The task :: Write out every one of the rows below again, replacing "jacket" with "blazer" wherever it occurs and keeping everything else the same. Leave the pictures out of your answer.

··· Records for this task ···

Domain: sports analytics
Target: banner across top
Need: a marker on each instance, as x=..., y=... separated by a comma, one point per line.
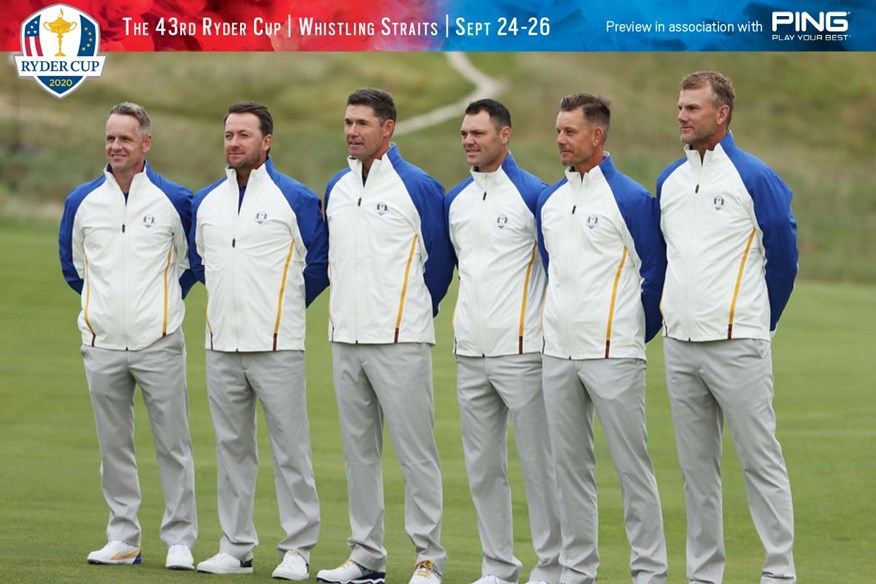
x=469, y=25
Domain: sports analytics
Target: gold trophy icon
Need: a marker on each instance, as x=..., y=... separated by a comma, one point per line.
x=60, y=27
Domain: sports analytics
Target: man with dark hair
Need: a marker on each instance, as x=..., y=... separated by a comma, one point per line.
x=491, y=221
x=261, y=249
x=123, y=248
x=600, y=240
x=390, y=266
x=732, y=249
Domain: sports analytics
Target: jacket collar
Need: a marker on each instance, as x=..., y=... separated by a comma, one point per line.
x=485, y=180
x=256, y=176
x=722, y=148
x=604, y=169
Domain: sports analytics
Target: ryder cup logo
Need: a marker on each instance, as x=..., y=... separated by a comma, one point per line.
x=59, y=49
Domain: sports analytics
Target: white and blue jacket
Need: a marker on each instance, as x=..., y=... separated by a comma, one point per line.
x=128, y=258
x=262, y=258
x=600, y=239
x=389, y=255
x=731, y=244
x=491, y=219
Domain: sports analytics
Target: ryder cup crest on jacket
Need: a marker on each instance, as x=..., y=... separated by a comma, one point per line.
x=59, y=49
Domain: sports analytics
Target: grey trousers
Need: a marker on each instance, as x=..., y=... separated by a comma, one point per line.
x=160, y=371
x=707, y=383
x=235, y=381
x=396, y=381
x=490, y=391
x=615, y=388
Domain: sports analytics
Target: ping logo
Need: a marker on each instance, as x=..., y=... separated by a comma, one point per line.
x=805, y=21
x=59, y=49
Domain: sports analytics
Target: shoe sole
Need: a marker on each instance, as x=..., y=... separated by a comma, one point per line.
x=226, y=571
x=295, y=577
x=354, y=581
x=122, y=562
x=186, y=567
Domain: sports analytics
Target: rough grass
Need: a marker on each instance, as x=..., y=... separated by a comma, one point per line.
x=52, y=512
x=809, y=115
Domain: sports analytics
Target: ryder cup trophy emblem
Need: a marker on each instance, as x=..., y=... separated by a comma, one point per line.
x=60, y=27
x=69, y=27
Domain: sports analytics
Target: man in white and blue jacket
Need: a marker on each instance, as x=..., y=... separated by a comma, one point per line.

···

Exercise answer ::
Domain: sports analytics
Target: banner across top
Need: a marker on each instance, as x=..., y=... separated by a comma, one point per line.
x=469, y=25
Domain: sports analytics
Target: gold trophy icon
Need: a marker on each instance, as x=..., y=... separated by a comma, one point per line.
x=60, y=27
Domain: sports analytics
Target: man with dark hair
Need: a marker on each instance, as x=..., y=... separated by a comma, one point per line.
x=491, y=221
x=261, y=249
x=123, y=248
x=600, y=240
x=390, y=266
x=732, y=249
Domain: sports analytics
Target: blazer collar
Need: a marker on each instance, as x=..., y=... separated by a comma, one point per line.
x=485, y=180
x=256, y=176
x=722, y=148
x=604, y=169
Domain: sports analytics
Target: ryder cup logo
Need: a marker on each instance, as x=..., y=... separated by a comma, one point per line.
x=59, y=49
Domain: sports analytics
Target: white and blue blazer
Need: a marker on each instance, as x=..., y=... separated by a comma, one point per line.
x=128, y=258
x=262, y=258
x=600, y=239
x=389, y=255
x=731, y=244
x=491, y=219
Domain: sports analytics
Target: ryder cup crest on blazer
Need: a marker on each instance, as x=..., y=... separated by a comma, one point per line.
x=59, y=49
Domain: sports analytics
Target: grey trousers
Need: a marker on each instance, as x=..., y=... separated by a comma, one point per line.
x=160, y=371
x=707, y=383
x=235, y=381
x=396, y=381
x=490, y=391
x=615, y=388
Domain: sports analytics
Target: ping logo
Need: a marker on each instance, as x=..., y=... separated by a comma, one point per line.
x=805, y=21
x=59, y=49
Domain: sports analytics
Target: shoe sole
Need: a marker on each instance, as x=..., y=... separated by a comma, one point per line.
x=226, y=571
x=295, y=577
x=354, y=581
x=122, y=562
x=186, y=567
Domain: sports analytics
Target: rough grass
Need: a marker on each instance, as x=..., y=... separated by a comma, one point per line.
x=52, y=512
x=809, y=115
Domain: sports analytics
Target: ryder cup trophy emblem
Need: a marker on each instance, as x=..., y=... separated by a comma, one point per line.
x=60, y=27
x=69, y=27
Domain: sports analytics
Target: man in white and blue blazer
Need: a marker on each instance, as x=..., y=... separated by a comma, one point per line.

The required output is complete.